-- START Reading text --
Wednesday, May 27, 2009

You do not talk about Fight Club

The narrator of Chuck Palahniuk's novel Fight Club, and his alter-ego Tyler Durden, would make fine fishermen. Why? They've the good sense to keep their collective, dissociatively disordered mouths shut. Silence is the first rule of Fight Club. Silence is the second rule of Fight Club. "You don't talk about Fight Club" (For the sake of further emphasis the contraction is omitted in the screen play ... "The first rule of Fight Club is you do not talk about Fight Club"). Similarly, silence is the proverbial golden rule of fishing.

You don't talk about the river. Just in case that isn't clear, I'll say it again. You do not talk about the river.

When you talk about the river you lose your right to complain about ever increasing crowds of people fishing your favorite runs. You lose the privilege of receiving fishing reports from those folks who exercise a little more verbal control. You lose the security that comes with knowing, absolutely knowing that there is a quiet place where you'll someday teach your son or daughter to read the water. When you talk about the river you lose your key to the inner sanctum.

Pete (last name omitted to protect the guilty from lynching) once talked about the river. As a matter of fact he went so far as to play guide, and one of his sports caught an enormous brown, which topped five or six pounds. For that brief moment Pete was a hero, and in the six years since that moment, positively no one has mentioned the river in conversation with him. Pete has been ostracized. He is, in the words of Robert DeNiro, outside the circle of trust.

Pete's case illustrates an important point. It is the deep-seated, almost primal desire to be a hero that motivates talkers. Talkers need recognition. They need for someone to acknowledge that they're competent and that they've done a job well. In an effort to gain such satisfaction, a talker will spill his or her guts to anyone willing to acknowledge the talker's prowess. Talkers unload their bowels where they sleep, and are later surprised at the smell.

Understand too that talkers often do more than just talk. Sometimes they play at being a guide. Sometimes they write magazine articles or books. Sometimes they just hang stuffed fish on the wall, and eagerly anticipate the inevitable, "Where d'ya get that one?"

Sometimes they blog.

Monday, May 25, 2009

On Willy Loman

In the fascinating world of literary criticism, an anti-hero is any character in a dramatic work who lacks the noble qualities of a typical Romantic hero. Anti-heroes are often weak, unsuccessful, and sexually impotent. They're pathetic, and in being pathetic they endear themselves to their audience. Anti-heroes are Everyman. They're the guy who gets laid-off from his job at the mill, and wrestles for a week with telling his wife (who incidentally was cheating on him with his shop foreman). They're the guy in math class who sits next to the girl of his dreams, and never makes a move because he thinks she's out of his league (she later takes vows of celibacy and joins a convent because she thought no man would have her). They're the guy who spends twelve hours on the water, changes tippet and fly dozens of times, watches his partner catch one fish right after another, and when the day finally ends he goes fishless but not before falling in the river twice.
I am Everyman.
-- END Reading text --
-- START Record extracts --
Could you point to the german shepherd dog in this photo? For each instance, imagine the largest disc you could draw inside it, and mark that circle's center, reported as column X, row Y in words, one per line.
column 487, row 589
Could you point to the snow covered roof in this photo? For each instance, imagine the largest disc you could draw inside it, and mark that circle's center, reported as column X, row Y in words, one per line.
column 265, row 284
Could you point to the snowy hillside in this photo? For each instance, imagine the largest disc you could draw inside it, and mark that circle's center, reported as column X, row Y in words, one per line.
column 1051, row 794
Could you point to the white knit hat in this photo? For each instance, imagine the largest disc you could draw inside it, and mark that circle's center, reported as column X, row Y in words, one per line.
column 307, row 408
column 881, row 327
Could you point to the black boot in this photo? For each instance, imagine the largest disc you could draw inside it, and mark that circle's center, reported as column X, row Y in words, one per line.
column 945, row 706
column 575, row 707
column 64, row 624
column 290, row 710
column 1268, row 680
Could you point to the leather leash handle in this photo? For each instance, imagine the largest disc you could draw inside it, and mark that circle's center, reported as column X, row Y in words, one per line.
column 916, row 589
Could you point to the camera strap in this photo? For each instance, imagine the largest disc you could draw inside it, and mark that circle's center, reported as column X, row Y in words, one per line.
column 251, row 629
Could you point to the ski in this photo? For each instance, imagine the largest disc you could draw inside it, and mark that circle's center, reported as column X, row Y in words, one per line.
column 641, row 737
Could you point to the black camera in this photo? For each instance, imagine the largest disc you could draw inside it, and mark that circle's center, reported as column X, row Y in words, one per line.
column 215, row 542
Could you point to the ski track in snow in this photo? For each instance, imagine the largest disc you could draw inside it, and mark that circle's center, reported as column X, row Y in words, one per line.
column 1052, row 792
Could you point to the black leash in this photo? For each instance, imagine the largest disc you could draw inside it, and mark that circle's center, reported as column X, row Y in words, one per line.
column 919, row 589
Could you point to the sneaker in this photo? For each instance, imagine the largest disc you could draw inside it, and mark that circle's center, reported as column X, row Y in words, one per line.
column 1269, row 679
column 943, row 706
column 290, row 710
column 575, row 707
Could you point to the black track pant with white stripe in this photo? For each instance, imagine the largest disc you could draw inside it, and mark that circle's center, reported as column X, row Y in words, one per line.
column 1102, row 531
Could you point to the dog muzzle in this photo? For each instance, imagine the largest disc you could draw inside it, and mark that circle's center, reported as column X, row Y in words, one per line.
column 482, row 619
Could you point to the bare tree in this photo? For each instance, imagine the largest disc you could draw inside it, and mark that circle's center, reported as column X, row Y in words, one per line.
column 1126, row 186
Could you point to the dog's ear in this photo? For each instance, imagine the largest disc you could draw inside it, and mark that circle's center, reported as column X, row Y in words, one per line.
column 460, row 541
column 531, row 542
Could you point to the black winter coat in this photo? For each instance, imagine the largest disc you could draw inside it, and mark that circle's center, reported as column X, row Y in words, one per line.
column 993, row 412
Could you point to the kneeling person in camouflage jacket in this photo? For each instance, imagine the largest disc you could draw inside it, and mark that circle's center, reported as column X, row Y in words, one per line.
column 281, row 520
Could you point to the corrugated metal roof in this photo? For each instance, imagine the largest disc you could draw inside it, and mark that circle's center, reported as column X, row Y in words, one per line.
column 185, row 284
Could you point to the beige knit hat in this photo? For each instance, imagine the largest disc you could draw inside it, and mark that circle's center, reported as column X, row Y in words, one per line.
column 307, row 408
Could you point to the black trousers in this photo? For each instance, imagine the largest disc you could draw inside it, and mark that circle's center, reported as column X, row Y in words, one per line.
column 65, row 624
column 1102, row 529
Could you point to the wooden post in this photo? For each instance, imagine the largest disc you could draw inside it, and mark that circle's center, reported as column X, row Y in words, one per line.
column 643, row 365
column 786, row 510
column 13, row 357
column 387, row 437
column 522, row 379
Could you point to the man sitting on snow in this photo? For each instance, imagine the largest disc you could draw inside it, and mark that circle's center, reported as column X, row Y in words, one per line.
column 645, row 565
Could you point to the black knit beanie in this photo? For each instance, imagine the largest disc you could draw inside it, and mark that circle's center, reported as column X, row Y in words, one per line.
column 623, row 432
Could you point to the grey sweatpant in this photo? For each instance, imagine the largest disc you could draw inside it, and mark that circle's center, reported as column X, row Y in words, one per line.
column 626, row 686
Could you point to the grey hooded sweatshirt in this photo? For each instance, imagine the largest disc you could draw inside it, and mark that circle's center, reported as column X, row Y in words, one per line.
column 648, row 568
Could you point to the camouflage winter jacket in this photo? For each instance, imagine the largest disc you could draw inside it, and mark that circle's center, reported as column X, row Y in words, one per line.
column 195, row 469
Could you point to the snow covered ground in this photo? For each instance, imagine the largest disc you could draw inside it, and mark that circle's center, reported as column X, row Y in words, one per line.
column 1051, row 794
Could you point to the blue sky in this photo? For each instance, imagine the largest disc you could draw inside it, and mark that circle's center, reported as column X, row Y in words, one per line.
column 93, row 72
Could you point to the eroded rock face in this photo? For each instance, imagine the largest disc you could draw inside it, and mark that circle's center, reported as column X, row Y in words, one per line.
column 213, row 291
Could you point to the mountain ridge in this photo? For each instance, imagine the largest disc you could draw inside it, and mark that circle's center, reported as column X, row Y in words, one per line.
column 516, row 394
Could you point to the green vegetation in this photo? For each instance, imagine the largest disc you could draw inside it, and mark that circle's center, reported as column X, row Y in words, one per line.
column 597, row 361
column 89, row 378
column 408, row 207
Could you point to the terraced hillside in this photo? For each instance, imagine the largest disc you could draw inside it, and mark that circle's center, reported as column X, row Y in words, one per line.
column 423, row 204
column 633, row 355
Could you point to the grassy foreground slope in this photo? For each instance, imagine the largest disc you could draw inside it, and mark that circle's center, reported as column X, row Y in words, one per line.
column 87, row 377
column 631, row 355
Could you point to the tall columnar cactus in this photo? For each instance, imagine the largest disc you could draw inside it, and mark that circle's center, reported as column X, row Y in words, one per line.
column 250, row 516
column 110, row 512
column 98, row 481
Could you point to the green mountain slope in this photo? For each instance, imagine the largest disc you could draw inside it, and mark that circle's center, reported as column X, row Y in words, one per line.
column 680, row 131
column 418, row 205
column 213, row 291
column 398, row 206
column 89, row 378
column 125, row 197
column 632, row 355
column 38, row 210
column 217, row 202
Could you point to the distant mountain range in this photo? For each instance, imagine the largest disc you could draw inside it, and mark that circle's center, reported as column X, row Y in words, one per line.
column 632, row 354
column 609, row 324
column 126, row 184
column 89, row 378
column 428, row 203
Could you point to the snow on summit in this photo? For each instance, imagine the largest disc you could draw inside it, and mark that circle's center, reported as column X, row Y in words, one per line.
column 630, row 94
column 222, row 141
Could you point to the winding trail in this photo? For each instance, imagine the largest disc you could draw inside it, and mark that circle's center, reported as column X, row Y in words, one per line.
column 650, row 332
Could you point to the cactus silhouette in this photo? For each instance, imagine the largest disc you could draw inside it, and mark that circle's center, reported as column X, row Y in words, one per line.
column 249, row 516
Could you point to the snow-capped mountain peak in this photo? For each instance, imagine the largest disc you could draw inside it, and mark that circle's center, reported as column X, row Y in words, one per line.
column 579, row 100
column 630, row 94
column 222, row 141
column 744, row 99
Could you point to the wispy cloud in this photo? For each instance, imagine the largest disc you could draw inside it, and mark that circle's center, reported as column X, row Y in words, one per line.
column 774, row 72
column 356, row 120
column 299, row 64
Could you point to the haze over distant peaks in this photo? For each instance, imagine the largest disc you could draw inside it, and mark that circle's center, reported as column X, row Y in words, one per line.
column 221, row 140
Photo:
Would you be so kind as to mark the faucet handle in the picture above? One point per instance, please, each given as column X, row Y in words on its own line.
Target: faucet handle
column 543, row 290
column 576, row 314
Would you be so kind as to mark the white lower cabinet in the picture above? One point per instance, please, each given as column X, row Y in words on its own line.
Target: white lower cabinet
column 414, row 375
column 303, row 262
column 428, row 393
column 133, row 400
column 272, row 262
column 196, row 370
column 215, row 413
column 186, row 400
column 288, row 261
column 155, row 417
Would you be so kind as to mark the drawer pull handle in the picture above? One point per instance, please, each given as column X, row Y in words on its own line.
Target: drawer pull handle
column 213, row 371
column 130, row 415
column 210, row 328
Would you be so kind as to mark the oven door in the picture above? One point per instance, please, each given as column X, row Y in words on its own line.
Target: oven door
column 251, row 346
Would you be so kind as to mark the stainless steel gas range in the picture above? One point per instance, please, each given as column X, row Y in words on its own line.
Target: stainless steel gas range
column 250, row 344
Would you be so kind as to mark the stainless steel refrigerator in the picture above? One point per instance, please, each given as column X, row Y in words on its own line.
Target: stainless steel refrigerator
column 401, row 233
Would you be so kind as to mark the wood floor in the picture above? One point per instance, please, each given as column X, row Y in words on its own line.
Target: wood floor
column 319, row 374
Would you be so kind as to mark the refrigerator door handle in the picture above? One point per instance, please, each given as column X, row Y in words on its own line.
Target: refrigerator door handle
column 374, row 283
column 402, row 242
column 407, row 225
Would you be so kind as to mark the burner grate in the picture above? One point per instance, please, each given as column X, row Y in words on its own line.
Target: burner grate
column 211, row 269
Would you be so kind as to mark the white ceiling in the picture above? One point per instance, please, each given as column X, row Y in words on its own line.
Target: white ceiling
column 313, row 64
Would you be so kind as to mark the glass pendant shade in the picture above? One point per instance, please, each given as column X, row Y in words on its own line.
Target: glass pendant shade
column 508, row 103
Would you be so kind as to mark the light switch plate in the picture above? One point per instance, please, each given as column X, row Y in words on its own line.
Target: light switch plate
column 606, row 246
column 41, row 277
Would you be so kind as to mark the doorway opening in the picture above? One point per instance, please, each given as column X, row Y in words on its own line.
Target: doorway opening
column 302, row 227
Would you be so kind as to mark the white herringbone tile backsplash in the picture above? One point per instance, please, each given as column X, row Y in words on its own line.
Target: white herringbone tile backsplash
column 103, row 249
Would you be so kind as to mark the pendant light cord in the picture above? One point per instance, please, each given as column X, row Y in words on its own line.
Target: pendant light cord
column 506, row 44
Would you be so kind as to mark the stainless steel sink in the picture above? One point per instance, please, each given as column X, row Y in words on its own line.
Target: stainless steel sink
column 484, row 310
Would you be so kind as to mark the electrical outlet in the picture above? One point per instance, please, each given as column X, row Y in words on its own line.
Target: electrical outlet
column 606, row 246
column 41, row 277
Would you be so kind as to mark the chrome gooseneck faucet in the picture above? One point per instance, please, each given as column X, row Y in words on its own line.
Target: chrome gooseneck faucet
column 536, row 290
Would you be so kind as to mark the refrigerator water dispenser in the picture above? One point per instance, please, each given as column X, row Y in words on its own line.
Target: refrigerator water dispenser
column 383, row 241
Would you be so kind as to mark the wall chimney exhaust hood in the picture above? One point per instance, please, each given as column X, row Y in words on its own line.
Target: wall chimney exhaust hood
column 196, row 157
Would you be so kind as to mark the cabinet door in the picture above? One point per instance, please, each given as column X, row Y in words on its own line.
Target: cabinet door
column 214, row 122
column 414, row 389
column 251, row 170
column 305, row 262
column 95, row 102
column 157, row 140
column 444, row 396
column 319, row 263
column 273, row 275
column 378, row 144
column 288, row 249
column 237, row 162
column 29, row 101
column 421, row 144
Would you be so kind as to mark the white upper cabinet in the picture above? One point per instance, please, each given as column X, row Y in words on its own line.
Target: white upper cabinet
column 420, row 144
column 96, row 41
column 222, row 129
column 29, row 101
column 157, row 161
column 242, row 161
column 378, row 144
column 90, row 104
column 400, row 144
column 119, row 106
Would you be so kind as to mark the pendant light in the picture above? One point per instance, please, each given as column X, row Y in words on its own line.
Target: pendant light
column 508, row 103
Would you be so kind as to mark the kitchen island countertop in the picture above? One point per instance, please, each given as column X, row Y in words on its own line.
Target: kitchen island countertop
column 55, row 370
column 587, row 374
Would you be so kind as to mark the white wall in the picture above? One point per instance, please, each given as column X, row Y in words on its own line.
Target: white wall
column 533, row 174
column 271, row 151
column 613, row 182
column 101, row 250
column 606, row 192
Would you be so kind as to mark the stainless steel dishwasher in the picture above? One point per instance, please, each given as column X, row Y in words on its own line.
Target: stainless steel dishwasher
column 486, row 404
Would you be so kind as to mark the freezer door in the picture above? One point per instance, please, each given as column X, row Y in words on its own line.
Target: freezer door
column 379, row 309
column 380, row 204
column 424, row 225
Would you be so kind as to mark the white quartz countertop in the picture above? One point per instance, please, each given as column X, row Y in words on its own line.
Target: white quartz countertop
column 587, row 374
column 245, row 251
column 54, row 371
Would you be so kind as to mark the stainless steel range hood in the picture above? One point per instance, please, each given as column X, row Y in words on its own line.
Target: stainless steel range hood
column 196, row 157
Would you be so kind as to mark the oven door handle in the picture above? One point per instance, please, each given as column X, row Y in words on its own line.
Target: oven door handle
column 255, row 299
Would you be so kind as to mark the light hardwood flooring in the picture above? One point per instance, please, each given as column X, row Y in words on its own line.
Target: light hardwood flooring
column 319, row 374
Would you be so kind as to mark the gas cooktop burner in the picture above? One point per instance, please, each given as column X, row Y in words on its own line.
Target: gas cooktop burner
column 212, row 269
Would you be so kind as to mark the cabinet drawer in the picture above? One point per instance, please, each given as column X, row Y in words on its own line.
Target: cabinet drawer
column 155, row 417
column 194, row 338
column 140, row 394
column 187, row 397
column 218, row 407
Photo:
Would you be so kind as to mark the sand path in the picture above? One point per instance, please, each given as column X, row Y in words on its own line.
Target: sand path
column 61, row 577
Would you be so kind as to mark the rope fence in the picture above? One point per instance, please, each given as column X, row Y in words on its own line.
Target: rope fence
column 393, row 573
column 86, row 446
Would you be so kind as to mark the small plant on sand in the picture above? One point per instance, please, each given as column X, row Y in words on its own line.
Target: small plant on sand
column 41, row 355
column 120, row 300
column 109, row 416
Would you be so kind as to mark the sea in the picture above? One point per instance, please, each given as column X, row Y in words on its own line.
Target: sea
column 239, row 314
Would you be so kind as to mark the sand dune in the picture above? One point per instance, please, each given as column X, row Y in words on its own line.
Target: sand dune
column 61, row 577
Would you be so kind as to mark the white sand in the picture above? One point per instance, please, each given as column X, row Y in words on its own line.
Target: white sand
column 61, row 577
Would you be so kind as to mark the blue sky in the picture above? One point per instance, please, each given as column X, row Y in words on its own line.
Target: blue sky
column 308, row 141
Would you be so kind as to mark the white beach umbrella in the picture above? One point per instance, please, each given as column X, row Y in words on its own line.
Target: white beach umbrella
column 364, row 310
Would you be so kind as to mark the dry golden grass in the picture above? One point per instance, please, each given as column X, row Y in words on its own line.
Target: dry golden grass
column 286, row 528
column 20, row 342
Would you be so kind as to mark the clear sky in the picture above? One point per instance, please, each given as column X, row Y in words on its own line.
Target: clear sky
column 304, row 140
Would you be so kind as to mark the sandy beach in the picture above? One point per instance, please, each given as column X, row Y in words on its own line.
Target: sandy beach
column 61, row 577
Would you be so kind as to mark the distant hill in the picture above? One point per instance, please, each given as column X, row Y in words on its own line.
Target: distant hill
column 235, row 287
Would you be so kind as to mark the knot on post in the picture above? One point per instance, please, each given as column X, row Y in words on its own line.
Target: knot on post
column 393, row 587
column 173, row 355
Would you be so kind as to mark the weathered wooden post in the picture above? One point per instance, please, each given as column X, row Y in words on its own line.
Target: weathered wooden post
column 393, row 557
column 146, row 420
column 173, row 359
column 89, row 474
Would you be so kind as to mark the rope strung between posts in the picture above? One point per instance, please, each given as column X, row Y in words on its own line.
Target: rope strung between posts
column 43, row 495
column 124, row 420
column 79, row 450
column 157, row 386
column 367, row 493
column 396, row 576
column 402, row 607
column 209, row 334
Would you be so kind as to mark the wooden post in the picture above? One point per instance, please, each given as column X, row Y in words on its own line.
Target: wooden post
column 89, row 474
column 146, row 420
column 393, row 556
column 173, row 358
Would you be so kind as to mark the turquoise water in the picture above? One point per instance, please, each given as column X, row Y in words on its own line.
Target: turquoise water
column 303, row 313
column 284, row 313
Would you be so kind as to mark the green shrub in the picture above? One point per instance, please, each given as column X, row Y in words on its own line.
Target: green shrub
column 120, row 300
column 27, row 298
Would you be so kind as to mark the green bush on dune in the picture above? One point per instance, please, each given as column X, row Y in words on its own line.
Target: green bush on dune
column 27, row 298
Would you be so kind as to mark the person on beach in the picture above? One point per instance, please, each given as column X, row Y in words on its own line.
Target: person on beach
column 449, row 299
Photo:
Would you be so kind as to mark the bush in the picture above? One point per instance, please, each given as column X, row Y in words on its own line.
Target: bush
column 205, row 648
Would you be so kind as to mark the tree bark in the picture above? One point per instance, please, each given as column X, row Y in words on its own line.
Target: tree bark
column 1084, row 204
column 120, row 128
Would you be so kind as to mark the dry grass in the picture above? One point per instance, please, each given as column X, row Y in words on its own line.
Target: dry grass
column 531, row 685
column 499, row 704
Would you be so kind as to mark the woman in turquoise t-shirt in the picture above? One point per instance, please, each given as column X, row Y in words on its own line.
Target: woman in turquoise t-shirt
-- END Record extracts --
◆ **Written request**
Can you quote everything in the fishing blog from "When you talk about the river you lose your right" down to "the inner sanctum."? None of the data is needed here.

◆ **Result for this task**
When you talk about the river you lose your right to complain about ever increasing crowds of people fishing your favorite runs. You lose the privilege of receiving fishing reports from those folks who exercise a little more verbal control. You lose the security that comes with knowing, absolutely knowing that there is a quiet place where you'll someday teach your son or daughter to read the water. When you talk about the river you lose your key to the inner sanctum.